**Consigne:** Recopiez mot pour mot, dans le texte sur les chiens mannequins, le passage qui va de « Un concept original, aussi » jusqu'à « les efforts investis. ».

**Extrait du texte:**
★ ★ ★

Qu’en est-il du bien-être des chiens mannequins ?
Un concept original, aussi adorable que… terrifiant. Puisqu’on peut s’interroger sur le bien-être animal de ces bêtes qui n’ont jamais demandé à faire partie de tout ce cirque marketing, qui rapporte sûrement gros vu tous les efforts investis.
Sylvia Masson, vétérinaire, spécialiste européenne en médecine du comportement des animaux de compagnie, nous apporte son expertise :
« On ne sait pas ce qui se passe en coulisses pour ces animaux-influenceurs mode. On ne peut pas émettre de jugement général valable pour tous les chiens, encore moins à partir de photos sans les avoir rencontrer. Mais sur plusieurs de ces images, certains n’ont pas l’air très à l’aise, d’après leur position recroquevillée. Peut-être est-ce la pose qu’on leur a demandée de tenir, mais ça ressemble beaucoup à un signe d’inconfort. En tout cas, les chiens ont chacun leur personnalité et la question doit se poser de façon individuelle. »
Quand on lui demande si porter autant de vêtements, pas toujours pensés pour les chiens, et même des chaussures, le temps de photos, peut leur poser des soucis, la docteure et consultante en psychiatrie vétérinaire nuance :
« On doit être attentif aux éventuels mouvements de recul de l’animal quand on s’approche de lui pour lui enfiler des choses. Le temps d’une photo, cela ne posera sûrement pas de souci, mais c’est la fréquence et la durée des séances qui peuvent s’avérer anxiogènes, à force d’accumulation.
Ce ne sont pas tant les vêtements qui peuvent les gêner que leurs odeurs. Cela peut déstabiliser certains chiens. Même chose sur un plateau de shooting où il peut y avoir une dizaine d’inconnus avec des odeurs différentes, et les flashes des appareils photos : cela peut finir par les rendre anxieux. D’autres peuvent au contraire y voir une forme de jeu, surtout s’ils sentent que cela fait plaisir à leur propriétaire.
En fait, cela pose des questionnements éthiques semblables à la mise en scène d’enfants par leurs parents sur les réseaux sociaux. C’est surtout l’objectification de ces êtres vivants inaptes à consentir qui me paraît relativement choquante. »

★ ★ ★

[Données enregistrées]
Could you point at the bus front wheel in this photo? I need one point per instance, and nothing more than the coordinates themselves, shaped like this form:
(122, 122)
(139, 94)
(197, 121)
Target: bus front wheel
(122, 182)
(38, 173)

★ ★ ★

**Réponse rédigée:**
Un concept original, aussi adorable que… terrifiant. Puisqu’on peut s’interroger sur le bien-être animal de ces bêtes qui n’ont jamais demandé à faire partie de tout ce cirque marketing, qui rapporte sûrement gros vu tous les efforts investis.